-- INSTRUCTIONS FOR THE TASK --
Copy out the entire listing word for word.

-- WORKING DATA --

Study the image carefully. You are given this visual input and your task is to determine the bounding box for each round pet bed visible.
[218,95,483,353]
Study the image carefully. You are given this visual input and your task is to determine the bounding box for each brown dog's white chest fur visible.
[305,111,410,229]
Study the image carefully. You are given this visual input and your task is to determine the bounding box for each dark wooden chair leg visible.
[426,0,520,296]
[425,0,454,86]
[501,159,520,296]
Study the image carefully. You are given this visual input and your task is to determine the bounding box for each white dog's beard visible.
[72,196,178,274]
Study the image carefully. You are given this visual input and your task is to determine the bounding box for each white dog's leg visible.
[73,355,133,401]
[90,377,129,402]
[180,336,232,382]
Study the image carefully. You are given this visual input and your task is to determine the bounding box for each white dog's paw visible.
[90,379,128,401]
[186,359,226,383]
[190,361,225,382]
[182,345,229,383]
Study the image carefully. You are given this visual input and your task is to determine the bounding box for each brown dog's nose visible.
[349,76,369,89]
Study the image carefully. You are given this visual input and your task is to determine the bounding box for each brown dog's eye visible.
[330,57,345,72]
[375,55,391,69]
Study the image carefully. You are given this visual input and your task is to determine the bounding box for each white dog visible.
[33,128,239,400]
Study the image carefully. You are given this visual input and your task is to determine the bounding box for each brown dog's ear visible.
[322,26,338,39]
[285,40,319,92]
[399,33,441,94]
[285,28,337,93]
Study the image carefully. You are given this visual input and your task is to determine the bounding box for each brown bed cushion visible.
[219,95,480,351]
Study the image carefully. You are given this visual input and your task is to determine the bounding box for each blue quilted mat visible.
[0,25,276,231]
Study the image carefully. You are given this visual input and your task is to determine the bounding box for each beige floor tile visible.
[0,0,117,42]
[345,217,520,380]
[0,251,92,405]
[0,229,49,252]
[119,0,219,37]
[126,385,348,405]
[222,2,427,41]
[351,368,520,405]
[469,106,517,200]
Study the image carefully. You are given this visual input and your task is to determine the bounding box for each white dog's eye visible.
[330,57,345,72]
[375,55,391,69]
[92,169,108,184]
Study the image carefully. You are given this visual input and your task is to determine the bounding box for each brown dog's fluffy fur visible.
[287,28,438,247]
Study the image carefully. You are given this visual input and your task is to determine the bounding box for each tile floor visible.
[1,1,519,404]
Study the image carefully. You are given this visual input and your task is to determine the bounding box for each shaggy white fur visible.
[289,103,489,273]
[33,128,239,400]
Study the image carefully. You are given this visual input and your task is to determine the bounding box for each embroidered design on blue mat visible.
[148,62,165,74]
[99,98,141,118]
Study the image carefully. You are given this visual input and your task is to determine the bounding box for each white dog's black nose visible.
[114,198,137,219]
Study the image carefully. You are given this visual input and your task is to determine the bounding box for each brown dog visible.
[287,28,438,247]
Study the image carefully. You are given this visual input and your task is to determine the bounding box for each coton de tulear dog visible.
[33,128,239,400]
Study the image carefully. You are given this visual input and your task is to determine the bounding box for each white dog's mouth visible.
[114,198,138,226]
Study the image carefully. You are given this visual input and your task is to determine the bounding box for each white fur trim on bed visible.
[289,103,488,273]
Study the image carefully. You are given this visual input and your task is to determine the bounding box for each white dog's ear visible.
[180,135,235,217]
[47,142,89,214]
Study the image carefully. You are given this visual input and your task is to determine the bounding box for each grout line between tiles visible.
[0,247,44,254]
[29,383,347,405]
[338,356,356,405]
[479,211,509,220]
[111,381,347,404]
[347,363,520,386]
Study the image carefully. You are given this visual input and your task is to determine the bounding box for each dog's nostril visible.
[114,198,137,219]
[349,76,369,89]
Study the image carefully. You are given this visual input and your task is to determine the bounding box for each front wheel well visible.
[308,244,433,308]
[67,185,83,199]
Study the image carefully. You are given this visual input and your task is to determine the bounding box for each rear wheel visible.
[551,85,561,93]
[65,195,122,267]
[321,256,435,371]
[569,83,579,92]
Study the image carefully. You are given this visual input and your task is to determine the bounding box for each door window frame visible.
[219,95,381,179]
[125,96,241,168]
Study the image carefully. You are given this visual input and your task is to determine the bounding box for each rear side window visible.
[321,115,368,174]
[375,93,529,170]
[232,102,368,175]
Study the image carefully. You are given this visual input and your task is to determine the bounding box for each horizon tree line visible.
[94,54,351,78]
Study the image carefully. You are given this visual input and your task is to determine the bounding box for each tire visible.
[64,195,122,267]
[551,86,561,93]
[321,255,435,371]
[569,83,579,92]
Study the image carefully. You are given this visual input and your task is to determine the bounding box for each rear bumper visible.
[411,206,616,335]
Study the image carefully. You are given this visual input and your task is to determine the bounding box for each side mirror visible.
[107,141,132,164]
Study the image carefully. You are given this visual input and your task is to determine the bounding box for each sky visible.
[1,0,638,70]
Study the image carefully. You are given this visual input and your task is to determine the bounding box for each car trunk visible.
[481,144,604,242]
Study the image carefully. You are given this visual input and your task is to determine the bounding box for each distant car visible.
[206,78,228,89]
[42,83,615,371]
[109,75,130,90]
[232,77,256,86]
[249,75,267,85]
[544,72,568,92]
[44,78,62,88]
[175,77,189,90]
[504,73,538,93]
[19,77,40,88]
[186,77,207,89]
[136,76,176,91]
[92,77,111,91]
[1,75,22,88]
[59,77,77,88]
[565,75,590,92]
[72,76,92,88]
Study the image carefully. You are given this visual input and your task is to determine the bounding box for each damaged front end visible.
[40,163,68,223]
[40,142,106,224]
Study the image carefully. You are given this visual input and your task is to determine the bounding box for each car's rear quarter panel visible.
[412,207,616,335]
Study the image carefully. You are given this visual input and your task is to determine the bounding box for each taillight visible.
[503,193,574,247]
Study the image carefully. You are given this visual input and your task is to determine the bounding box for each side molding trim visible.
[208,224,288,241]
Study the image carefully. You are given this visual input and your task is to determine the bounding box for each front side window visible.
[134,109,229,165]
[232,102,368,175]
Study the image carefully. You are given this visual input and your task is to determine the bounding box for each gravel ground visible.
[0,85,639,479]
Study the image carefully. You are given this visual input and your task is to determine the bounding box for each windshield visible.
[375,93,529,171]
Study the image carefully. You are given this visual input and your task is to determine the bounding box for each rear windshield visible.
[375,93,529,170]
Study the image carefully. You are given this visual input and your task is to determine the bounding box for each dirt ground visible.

-- ANSWER AREA --
Study the image carefully. You are given this visual input and your task is to determine the bounding box for each round pet bed visible.
[218,95,483,353]
Study the image carefully. You are given this visual input and your task is to determine the bounding box for each brown dog's white chest fur visible.
[305,111,410,229]
Study the image carefully. You are given this visual input and your task is to determine the bounding box for each dark wooden chair leg visible.
[426,0,520,296]
[425,0,454,86]
[501,159,520,296]
Study the image carefully. You are given this visual input and your task is to determine the bounding box for each white dog's beard visible.
[72,196,178,274]
Study the image carefully. You are given this visual input and your task is to determine the bounding box for each white dog's leg visible.
[73,355,133,401]
[90,377,129,402]
[180,336,232,382]
Study the image carefully. You are given this visual input and your task is to determine the bounding box for each white dog's paw visible.
[90,379,128,401]
[186,359,226,383]
[190,361,225,382]
[182,345,229,383]
Study the image carefully. You are given this visual input and your task is to determine the bounding box for each brown dog's nose visible.
[349,76,369,89]
Study the image carefully. You are given this visual input and your task is to determine the bounding box for each brown dog's eye visible.
[330,57,345,72]
[375,55,391,69]
Study the image carefully. You are given this visual input and your task is to determine the bounding box for each white dog visible.
[33,128,239,400]
Study the image carefully. You are given this visual input and your task is to determine the bounding box for each brown dog's ear visible.
[322,26,338,39]
[285,40,319,92]
[399,33,441,94]
[285,28,337,93]
Study the image carefully. You are given this visual input and your task is to determine the bounding box for each brown bed cushion visible.
[219,95,480,351]
Study the image carefully. You are given this visual input and your task is to determine the bounding box for each blue quilted mat visible.
[0,25,276,231]
Study the image carefully. You are given this visual input and your task is to determine the bounding box for each beige floor tile visible.
[0,0,117,42]
[345,217,520,380]
[0,251,92,405]
[0,229,49,252]
[119,0,219,37]
[126,385,348,405]
[222,2,427,41]
[351,368,520,405]
[469,106,517,200]
Study the image carefully. You are given this visual input and your task is to determine the bounding box for each white dog's eye visible.
[330,57,345,72]
[375,55,391,69]
[92,169,108,184]
Study the image carefully. You are given this visual input and your task is to determine the bounding box for each brown dog's fluffy fur visible.
[287,28,438,247]
Study the image carefully. You are given this visual input and your task is to determine the bounding box for each tile floor visible.
[1,1,519,404]
Study the image carefully. You are given this visual input and your task is to determine the bounding box for each shaggy white fur visible.
[289,103,489,273]
[33,128,239,400]
Study the image carefully. You are given this visual input and your task is to determine the bounding box for each embroidered design on blue mat visible.
[148,62,165,74]
[99,98,141,118]
Study the image carefully. You are given this visual input and your task is to determine the bounding box for each white dog's black nose visible.
[114,198,137,219]
Study the image carefully. You are given this visual input and your task is to determine the bounding box for each brown dog visible.
[287,28,438,247]
Study the image carefully. You are given this visual input and your task is to determine the bounding box for each coton de tulear dog visible.
[33,128,239,400]
Study the image carefully. You are given this visual input and your task is to determine the bounding box for each white dog's mouth visible.
[114,198,138,226]
Study the image carefully. You are given this visual input and your task is to determine the bounding box for each white fur trim on bed visible.
[289,103,488,273]
Study the image carefully. You are given this visual input and your task is to determine the bounding box for each white dog's ear visible.
[180,135,235,217]
[47,142,89,214]
Study the image carefully. You are given this visual input and your task is to determine the bounding box for each grout line between tiles visible.
[0,247,44,254]
[29,383,347,405]
[338,356,356,405]
[479,211,509,220]
[111,381,347,404]
[347,363,520,386]
Study the image carefully. You are given this visual input and your task is to determine the bounding box for each dog's nostril visible.
[114,198,137,219]
[349,76,369,89]
Study the image carefully. You are given this visual input and your task is to determine the bounding box for each front wheel well visible.
[308,244,433,308]
[67,185,83,199]
Study the image carefully. You are given this visual input and your task is to determine the bounding box for each rear wheel visible.
[551,85,561,93]
[65,195,122,267]
[321,256,435,371]
[569,83,579,92]
Study the image carefully. You are given this visual input and your task is to determine the bounding box for each door window frame visible.
[219,95,381,179]
[125,96,241,168]
Study the image carefully. You are given this visual input and your task is to determine the bounding box for each rear side window visible.
[321,115,368,174]
[375,93,529,170]
[232,102,368,175]
Study the image carefully. You are given this visual input and your task is to determine the bounding box for each horizon tree line visible.
[94,54,351,78]
Study the image carefully. You are given this visual input and your task is to determine the bounding box for each tire visible.
[64,195,122,267]
[551,86,561,93]
[321,255,435,371]
[569,83,579,92]
Study the image carefully. You are given this visual input and your task is to determine the bounding box for each rear bumper visible.
[411,206,616,335]
Study the image carefully. You are given this visual input and your task is to determine the bounding box for each side mirror visible.
[107,141,132,164]
Study the image carefully. You are given this visual input and your task is to determine the bounding box for each sky visible.
[1,0,638,70]
Study the image carefully. You are given this visual input and your task is to determine the bounding box for each car trunk visible.
[481,144,604,242]
Study the image carefully. You are given this visual input and your task is to determine the bounding box for each distant car visible.
[206,78,228,89]
[42,83,615,371]
[109,75,130,90]
[232,77,256,86]
[249,75,267,85]
[544,72,568,92]
[44,78,62,88]
[175,77,189,90]
[504,73,538,93]
[19,77,40,88]
[186,77,207,89]
[136,76,176,91]
[92,77,111,91]
[1,75,22,88]
[59,77,77,88]
[565,75,590,92]
[72,76,92,88]
Study the image carefully. You are given this visual input and your task is to determine the bounding box for each damaged front end visible.
[40,163,68,223]
[40,142,106,224]
Study the image carefully. You are given this visual input and your task is to determine the bounding box for each car's rear quarter panel visible.
[412,207,616,335]
Study the image carefully. You are given this visual input and your task is to determine the bounding box for each taillight visible.
[503,193,574,247]
Study the image carefully. You are given this visual input and your task is to determine the bounding box for each side molding trim visible.
[208,224,288,241]
Study the image carefully. You are given this visual input and your task is to determine the bounding box for each front side window visible.
[134,109,229,165]
[232,102,368,175]
Study the image carefully. You are given this visual input and your task is to determine the bounding box for each gravel ground visible.
[0,85,639,479]
Study the image carefully. You are given this visual input and your task is to determine the bounding box for each windshield visible.
[375,93,529,171]
Study the image carefully. You are given this visual input and your task is to determine the bounding box for each rear windshield visible.
[375,93,529,170]
Study the image carefully. You are given this visual input and your task is to determine the bounding box for each dirt ground visible.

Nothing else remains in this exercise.